## YOUR GOAL:
Which lines in the records below contain the word "brick"? Copy each of them.

====

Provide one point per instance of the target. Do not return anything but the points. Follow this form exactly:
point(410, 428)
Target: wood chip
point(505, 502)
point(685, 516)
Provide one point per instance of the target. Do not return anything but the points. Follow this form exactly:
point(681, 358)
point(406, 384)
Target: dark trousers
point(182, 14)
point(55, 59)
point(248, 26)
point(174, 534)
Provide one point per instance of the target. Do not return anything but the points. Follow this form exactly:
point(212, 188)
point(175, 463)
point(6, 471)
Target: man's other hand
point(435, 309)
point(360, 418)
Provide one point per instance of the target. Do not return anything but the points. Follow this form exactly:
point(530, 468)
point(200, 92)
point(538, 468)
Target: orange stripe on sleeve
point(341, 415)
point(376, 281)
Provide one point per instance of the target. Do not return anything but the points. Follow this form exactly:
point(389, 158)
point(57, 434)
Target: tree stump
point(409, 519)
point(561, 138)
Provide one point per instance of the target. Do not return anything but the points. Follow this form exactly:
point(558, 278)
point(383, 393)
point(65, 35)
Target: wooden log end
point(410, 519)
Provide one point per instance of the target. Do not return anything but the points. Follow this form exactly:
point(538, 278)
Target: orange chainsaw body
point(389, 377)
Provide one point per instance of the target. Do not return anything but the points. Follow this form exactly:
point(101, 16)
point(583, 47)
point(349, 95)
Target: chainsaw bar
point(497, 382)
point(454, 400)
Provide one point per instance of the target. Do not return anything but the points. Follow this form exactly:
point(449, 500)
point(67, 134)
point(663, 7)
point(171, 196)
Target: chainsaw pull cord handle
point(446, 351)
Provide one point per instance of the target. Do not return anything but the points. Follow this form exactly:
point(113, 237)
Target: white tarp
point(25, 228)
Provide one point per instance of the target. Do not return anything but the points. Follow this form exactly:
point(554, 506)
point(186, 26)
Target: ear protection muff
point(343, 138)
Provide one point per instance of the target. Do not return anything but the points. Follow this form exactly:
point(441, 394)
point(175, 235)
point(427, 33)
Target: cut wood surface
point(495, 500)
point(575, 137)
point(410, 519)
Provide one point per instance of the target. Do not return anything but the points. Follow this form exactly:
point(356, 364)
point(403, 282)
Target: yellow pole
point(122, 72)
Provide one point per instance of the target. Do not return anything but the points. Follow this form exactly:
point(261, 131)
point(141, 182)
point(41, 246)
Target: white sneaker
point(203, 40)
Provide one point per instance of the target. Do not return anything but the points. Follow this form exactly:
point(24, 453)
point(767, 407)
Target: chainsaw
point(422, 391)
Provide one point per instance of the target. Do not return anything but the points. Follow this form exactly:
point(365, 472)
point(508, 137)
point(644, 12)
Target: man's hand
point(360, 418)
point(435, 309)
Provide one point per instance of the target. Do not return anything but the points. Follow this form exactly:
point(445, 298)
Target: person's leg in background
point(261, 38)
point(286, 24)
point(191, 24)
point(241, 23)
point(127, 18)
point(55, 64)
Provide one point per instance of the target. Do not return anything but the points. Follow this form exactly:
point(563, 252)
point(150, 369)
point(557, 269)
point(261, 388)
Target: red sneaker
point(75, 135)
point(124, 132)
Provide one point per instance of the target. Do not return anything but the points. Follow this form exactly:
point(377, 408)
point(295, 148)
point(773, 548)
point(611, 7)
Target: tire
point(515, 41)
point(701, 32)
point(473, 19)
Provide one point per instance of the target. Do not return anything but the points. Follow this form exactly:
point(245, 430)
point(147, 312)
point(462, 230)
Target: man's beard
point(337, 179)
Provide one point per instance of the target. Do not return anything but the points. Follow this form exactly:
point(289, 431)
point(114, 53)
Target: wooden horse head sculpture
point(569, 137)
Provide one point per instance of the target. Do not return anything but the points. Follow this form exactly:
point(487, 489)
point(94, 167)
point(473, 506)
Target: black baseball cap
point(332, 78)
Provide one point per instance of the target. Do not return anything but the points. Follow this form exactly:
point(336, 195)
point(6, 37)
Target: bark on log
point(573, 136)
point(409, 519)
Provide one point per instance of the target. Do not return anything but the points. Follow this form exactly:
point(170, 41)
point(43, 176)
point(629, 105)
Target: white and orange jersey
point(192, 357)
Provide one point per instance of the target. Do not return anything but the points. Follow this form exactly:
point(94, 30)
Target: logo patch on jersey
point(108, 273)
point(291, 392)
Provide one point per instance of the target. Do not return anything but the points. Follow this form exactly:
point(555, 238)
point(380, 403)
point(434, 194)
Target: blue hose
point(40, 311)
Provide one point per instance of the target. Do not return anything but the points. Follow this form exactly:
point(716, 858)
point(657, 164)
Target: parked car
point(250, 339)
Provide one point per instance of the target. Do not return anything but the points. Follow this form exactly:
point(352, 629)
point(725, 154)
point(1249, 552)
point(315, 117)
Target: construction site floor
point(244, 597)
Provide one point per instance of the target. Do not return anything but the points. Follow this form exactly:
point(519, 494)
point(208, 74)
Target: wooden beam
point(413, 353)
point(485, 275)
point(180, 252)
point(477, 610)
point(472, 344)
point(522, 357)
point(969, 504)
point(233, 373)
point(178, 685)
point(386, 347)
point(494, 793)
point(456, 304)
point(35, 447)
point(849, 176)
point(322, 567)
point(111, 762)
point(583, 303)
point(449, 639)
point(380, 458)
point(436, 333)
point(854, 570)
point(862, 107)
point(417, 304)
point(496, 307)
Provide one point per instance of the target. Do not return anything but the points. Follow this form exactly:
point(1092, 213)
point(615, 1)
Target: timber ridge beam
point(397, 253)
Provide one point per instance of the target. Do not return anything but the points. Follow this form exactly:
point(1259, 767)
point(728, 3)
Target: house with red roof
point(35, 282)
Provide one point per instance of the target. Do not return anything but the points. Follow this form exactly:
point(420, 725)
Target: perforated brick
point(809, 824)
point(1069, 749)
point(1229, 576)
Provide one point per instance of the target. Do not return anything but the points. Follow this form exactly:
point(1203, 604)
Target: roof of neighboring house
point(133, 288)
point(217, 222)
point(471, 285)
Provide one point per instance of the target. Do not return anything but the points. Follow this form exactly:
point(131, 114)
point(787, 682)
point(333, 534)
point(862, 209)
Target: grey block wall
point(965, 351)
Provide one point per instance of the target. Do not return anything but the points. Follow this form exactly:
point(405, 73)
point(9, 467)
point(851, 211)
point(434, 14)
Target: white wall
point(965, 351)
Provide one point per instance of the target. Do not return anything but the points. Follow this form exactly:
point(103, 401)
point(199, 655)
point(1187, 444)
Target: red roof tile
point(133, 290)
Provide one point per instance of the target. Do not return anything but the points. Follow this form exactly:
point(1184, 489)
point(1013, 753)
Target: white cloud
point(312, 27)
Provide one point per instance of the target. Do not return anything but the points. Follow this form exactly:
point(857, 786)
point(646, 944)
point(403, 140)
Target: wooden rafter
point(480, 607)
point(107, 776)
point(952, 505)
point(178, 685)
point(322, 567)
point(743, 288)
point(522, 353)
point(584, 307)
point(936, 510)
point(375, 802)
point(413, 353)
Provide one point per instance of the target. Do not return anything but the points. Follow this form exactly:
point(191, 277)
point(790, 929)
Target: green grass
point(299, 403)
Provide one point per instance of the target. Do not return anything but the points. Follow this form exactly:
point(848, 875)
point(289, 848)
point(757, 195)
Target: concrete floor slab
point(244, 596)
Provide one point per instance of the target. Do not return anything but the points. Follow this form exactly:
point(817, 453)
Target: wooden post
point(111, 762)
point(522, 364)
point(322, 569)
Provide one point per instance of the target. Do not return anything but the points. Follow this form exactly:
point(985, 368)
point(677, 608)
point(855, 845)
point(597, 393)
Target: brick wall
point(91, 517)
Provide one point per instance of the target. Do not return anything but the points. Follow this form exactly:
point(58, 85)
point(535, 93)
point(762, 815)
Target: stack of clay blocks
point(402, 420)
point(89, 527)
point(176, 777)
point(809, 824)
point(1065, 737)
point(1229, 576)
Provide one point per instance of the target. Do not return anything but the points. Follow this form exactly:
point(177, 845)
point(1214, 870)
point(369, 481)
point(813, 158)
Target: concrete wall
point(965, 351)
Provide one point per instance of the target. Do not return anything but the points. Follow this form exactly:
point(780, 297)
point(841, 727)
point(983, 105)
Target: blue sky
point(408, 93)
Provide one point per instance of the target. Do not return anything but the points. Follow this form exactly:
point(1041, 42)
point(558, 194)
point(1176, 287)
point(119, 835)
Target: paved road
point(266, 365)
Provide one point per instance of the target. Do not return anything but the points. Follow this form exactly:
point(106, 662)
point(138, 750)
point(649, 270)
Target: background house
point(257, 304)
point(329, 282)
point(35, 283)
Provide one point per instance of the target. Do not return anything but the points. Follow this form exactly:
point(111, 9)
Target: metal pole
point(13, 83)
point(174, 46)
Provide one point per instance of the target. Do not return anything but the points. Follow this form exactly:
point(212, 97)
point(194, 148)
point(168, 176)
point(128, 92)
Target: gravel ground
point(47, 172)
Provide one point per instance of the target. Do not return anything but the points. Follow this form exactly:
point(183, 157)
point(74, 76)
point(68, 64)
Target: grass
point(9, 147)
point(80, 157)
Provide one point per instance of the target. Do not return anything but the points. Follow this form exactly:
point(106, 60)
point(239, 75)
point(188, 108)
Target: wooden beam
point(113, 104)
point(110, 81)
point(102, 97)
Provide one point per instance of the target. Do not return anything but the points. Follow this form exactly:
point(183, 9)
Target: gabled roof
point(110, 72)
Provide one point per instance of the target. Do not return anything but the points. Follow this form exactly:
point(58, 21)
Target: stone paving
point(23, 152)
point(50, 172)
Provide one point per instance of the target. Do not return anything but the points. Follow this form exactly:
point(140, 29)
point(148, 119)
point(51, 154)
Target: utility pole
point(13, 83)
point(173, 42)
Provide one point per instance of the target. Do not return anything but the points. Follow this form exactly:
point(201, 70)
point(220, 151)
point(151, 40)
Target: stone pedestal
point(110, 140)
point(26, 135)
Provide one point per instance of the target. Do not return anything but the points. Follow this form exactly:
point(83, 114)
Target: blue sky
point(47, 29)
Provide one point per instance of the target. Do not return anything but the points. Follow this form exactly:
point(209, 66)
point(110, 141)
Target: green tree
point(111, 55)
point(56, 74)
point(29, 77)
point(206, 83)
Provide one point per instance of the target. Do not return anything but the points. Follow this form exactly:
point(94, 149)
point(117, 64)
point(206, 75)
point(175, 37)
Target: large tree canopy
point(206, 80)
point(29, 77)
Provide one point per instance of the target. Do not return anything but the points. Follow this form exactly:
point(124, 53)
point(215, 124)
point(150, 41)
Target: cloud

====

## RESPONSE TO THE EXERCISE:
Target: perforated brick
Target: brick wall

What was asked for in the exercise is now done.